* Required tasks:
1/ Summarize the blog post in two sentences.
2/ According to the blog post, what does the mother's entertainment consist of?
3/ Carry the blog post forward from its final sentence.

* Text section:
_____

Sunday, November 27, 2016

Moments with Mom

I was going to write something wise about aging but I don't feel very wise about aging. Getting older is all around us. I spent some time last week in an assisted living center visiting my mom. Its a reversal of life kids taking care of their parents like they took care of us. My mom's life has shrunk to a very small size. Her room is small and shared with another person. She has half a small room, one small bed, one small chair, one small dresser and few pictures. Maybe a book or two but no tv or newspapers or radio. Her entertainment is bingo and going to meals. She seems fine with that. She remembers things from long ago better than what happened yesterday. She looks at us carefully and smiles glad we are there but if we are not there, then what, I wonder. Does she remember us? Our histories which were contentious at times are forgotten. If I hurt her and I did, she does not remember. It helps me heal, too. We are together as two created persons. Who have the same Creator. Karl Barth wrote that "all human life is surrounded by a certain solemnity. Life is only human, and created, and eternity as the divinely decreed destiny of human beings is only an allotted future. But within these limits it is a mystery emphasized and absolutely distinguished by God himself. As such it must always be honored with new wonder. Every single point to be observed and pondered is in its own way equally marvelous - and everything is equally marvelous in every human existence."  Children of God sharing a moment of eternity.  Is what we are.

Missing the point

Today was the first Sunday of Advent. I love the way the Church year starts four weeks before Christmas. Christmas in our culture starts right after Halloween, then there is Black Friday, Small Business Saturday and Buy Online Monday and then only 20 some shopping days til Christmas. Christmas is reduced to what am I buying and getting. We miss the point.

I was reminded today of Light as we lit the first advent candle. The daylight hours are shorter. But, at Christmas the daylight starts increasing again. Again, it happens over and over. So do the lights that decorate the houses in our neighborhood. The Christmas inflatables are out in the front yards and the manger scenes in front of the churches. I saw one leaning against the building as if the Holy Family was tired of all their appearances or just not ready for Christmas Eve yet. Those scenes are part of our cultural mythology of Christmas, too. No one knows for sure when Jesus was born, or how many wise men came, or if Jesus was born in a cave, or a stable or the guest room of a house (where the animals were brought in at night). The birth of Jesus was not celebrated by Christians for a long time. Mark and John barely mention it. It was the cross and resurrection that were the focus of the gospels, the last week of Jesus gets the most attention by far. Good Friday and Easter today hardly get noticed other than it's around the start of Spring Break. Christmas is for buying and getting. Funny, how we give each other gifts to celebrate the birth of Jesus. We storm the malls to get the best buys for ourselves and others. We miss the point.

_____

(Entries taken from a collection)
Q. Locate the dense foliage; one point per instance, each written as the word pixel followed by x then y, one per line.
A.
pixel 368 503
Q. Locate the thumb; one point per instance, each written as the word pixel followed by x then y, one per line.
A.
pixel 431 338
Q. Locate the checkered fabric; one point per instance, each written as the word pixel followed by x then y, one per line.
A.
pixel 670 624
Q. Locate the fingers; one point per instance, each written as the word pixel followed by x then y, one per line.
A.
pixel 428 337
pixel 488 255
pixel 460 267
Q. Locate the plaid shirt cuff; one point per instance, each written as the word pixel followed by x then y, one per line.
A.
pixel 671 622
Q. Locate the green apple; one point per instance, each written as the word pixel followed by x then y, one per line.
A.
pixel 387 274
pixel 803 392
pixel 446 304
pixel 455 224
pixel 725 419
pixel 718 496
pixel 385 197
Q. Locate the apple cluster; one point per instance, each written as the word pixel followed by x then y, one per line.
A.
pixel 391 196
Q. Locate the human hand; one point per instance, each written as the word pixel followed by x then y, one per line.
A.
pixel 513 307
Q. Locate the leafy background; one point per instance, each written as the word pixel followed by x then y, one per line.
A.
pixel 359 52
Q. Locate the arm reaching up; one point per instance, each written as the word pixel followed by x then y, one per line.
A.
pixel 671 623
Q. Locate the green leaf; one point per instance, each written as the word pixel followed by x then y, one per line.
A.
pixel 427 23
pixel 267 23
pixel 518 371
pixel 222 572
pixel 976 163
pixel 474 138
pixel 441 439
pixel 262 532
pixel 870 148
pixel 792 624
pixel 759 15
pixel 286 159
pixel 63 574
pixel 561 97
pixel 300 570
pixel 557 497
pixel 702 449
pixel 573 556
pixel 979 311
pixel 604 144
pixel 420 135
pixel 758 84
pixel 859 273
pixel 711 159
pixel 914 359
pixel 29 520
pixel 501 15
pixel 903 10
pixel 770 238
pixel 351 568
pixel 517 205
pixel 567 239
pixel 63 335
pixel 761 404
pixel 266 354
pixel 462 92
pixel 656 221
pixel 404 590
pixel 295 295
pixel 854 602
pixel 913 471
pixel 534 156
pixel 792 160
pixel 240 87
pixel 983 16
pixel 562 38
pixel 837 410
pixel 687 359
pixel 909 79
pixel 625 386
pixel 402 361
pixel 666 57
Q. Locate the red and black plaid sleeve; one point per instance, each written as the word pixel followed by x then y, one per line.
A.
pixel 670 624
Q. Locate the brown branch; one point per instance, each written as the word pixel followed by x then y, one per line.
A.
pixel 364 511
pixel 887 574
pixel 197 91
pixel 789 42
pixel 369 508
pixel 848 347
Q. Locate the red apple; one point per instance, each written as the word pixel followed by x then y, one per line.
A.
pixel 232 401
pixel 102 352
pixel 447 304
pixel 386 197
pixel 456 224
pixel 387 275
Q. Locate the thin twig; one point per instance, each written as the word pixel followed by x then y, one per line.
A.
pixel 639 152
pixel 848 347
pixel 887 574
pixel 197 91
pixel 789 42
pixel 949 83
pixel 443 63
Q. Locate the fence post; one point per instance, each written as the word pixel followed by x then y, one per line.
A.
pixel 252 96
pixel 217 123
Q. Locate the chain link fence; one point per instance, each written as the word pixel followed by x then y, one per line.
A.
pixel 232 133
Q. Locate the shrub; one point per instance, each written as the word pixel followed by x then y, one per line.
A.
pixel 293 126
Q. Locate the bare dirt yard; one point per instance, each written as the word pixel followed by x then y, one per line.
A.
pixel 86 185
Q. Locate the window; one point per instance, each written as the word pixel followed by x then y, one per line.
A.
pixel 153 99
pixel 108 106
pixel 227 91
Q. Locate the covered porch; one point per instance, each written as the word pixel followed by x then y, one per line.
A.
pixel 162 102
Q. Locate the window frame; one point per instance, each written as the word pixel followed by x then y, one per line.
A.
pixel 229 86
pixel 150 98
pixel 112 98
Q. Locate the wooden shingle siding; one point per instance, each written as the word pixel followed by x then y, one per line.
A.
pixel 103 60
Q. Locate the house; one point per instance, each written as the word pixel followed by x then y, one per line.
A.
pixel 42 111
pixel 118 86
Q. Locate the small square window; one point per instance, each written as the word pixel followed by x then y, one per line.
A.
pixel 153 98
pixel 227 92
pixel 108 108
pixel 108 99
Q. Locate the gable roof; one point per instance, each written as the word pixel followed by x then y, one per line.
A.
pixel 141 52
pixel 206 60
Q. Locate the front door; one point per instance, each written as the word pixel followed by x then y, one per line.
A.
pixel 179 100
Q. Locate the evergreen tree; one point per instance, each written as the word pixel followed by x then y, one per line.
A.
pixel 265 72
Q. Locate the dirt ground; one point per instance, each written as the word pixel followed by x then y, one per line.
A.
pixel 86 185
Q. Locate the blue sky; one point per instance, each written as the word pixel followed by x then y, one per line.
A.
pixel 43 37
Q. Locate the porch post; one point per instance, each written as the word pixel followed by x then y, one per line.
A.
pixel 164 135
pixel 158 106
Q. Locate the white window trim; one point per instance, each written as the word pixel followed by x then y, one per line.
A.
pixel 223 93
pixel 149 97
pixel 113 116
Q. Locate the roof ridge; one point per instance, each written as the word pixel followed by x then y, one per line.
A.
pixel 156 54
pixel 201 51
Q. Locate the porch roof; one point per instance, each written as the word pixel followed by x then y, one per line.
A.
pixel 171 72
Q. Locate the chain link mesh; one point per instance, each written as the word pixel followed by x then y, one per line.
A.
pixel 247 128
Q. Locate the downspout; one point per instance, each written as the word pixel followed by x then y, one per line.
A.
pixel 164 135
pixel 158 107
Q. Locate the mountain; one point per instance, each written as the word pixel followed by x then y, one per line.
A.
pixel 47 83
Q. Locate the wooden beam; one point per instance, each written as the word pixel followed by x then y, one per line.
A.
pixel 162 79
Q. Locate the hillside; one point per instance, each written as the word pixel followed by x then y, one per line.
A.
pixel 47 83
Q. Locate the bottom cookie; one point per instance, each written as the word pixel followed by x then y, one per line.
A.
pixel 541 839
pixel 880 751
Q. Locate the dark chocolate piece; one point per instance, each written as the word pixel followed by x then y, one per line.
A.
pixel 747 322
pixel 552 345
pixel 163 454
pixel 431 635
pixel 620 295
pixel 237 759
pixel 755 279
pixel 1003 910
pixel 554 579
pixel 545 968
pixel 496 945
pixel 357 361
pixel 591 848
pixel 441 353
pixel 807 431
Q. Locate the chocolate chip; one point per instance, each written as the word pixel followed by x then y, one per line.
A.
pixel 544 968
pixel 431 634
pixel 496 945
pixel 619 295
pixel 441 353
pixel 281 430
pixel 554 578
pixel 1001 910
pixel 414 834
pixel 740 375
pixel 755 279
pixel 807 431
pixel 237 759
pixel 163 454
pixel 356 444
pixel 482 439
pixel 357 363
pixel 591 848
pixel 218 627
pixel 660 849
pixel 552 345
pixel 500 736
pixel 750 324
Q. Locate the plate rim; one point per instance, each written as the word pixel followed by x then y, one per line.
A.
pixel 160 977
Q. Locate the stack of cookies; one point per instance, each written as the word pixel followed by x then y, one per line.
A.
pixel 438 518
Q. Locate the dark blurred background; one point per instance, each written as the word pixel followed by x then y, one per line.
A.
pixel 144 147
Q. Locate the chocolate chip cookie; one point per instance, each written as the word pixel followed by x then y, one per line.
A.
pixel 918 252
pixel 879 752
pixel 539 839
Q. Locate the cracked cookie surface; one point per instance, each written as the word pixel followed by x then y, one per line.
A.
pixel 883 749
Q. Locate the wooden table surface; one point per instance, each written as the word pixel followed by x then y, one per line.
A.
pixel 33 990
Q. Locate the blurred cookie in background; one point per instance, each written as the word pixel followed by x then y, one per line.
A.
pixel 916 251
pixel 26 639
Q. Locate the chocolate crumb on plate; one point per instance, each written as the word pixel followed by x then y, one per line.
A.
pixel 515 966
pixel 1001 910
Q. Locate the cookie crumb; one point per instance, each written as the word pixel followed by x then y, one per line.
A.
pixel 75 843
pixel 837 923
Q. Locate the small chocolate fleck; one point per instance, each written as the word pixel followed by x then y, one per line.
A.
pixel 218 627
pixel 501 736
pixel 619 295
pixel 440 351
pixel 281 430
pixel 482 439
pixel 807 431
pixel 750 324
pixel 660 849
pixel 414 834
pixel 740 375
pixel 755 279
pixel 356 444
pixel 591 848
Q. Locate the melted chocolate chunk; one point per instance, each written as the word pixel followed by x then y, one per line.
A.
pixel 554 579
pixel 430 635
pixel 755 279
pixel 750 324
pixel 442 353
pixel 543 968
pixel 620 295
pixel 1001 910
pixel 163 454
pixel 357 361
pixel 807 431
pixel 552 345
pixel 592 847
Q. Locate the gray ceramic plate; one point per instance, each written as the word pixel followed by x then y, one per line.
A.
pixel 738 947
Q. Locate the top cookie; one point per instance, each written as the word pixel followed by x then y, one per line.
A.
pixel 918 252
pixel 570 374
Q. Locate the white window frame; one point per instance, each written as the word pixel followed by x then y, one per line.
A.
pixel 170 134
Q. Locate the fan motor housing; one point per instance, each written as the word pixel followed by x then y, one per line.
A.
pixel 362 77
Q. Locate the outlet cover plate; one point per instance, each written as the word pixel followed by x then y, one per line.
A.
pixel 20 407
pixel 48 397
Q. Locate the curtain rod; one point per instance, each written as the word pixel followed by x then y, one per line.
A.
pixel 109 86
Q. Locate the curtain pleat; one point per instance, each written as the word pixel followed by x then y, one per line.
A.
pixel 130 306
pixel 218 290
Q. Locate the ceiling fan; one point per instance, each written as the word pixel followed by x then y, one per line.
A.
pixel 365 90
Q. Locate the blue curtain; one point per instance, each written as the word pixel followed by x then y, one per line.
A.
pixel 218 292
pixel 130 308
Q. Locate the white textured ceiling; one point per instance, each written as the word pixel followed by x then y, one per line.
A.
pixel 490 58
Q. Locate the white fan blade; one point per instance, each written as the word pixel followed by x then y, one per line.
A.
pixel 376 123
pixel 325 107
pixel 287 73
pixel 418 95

_____

* Answers below:
1/ The writer describes visiting their mother in an assisted living center, where her life has shrunk to half a small room and their contentious history is forgotten, which helps the writer heal as two created persons share a moment of eternity. On the first Sunday of Advent, the writer reflects on light and on the cultural mythology of Christmas, concluding that when Christmas is reduced to buying and getting, we miss the point.

2/ Bingo and going to meals.

3/
We talked about hope today as we lit the first advent candle. Where are signs of God's hope in our lives today? we asked. Once we got rolling they were seen as plentiful. But, it helps to slow down, focus attention, and look for them. We prayed too for the hopeless but it helped to know hope is present.

The scripture reading for the first Sunday of Advent was from Matthew 24. Jesus was talking about his coming again and said how no one knew when that would be. It would be a surprise in the night like when a thief breaks into our house when we are sleeping. I couldn't help but think about how many times in churches I heard sermons trying to nail down that date. Telling us to be ready, repent, look to the future, live holy lives. You don't want to be left behind when the rapture comes. I remember seeing those pictures of driverless cars crashing into other cars because the driver was "taken up to heaven".  You gotta be ready although it was never really clear how that happened. The pastor showed a picture of people floating up to heaven - the rapture - and even though I don't see it that way any more I had a knot in my stomach. I had been intimidated often enough by the threat of being left behind. God's word of gospel hope though is not threatening. It's not about who will be left but who will be right. Right with God and that has been taken care of in Jesus, the anointed one, whose birth we celebrate in December. God is going to break into this crazy, messy, hopeless world once more - IN A BIG WAY - and rescue us when we least expect it. Whether we are ready or not. What we need to be is watching. Which is hard to do when we are shopping for gifts all the time.

Ezekiel 38 and 39 talk about Gog and Magog which the prophecy teachers who came to my churches in my youth stood on their heads trying to make sense of what countries they represented today so they could explain how close we were to that day of Christ's coming. Robert Jenson comments that Gog and Magog are symbols of sheer violence and when the darkness is most extreme God shows up and is the Victory for us.  Gospel hope wins out. That's what the Bible keeps telling us.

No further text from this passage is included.